Filter these records by the string "athletic", copying each line that holds it.

Natural-language object grounding data:
=== Begin Enclosure ===

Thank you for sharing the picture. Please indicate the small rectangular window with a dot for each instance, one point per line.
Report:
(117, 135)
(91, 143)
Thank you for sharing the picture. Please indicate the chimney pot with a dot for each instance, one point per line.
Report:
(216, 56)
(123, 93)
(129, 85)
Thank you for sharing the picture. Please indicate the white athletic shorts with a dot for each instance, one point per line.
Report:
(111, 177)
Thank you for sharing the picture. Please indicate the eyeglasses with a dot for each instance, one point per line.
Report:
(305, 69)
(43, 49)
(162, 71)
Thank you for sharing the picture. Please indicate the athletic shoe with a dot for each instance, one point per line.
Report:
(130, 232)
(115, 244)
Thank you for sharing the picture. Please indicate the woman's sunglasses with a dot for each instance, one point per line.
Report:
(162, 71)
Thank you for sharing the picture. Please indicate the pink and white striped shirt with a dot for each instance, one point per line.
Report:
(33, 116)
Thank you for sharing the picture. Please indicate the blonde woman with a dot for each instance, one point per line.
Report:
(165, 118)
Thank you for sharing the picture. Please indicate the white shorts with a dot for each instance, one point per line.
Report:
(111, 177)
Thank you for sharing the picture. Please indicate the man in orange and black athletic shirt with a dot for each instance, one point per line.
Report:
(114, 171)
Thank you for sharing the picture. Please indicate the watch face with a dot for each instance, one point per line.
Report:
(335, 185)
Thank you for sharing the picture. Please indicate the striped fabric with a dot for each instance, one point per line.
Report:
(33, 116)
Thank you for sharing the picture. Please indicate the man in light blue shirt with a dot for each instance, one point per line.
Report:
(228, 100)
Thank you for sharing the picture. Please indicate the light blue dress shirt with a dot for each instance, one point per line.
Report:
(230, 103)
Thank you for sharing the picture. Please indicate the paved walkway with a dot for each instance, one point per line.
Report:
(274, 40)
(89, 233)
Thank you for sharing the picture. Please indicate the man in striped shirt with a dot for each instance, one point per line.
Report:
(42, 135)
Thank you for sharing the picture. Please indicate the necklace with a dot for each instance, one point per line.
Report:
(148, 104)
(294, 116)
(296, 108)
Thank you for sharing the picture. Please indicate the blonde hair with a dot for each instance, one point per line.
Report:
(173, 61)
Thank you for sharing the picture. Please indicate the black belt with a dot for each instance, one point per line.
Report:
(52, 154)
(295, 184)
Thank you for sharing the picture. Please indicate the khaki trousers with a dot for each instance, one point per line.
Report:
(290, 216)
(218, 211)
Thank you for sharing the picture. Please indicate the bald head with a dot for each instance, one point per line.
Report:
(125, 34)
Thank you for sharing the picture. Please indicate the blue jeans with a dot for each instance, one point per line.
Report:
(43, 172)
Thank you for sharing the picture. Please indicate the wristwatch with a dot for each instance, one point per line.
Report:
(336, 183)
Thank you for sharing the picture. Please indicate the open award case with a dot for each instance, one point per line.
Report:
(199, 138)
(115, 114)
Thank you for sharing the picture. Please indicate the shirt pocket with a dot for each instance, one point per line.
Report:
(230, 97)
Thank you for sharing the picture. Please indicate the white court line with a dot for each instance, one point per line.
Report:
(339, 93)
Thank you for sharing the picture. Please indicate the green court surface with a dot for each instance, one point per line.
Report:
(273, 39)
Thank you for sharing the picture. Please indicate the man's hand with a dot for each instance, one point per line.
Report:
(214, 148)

=== End Enclosure ===

◆ **Answer space**:
Thank you for sharing the picture. Please indicate the white athletic shorts with a dot for each instance, one point per line.
Thank you for sharing the picture. Please indicate the athletic shoe with a dot for each instance, one point per line.
Thank you for sharing the picture. Please indicate the man in orange and black athletic shirt with a dot for each instance, one point per line.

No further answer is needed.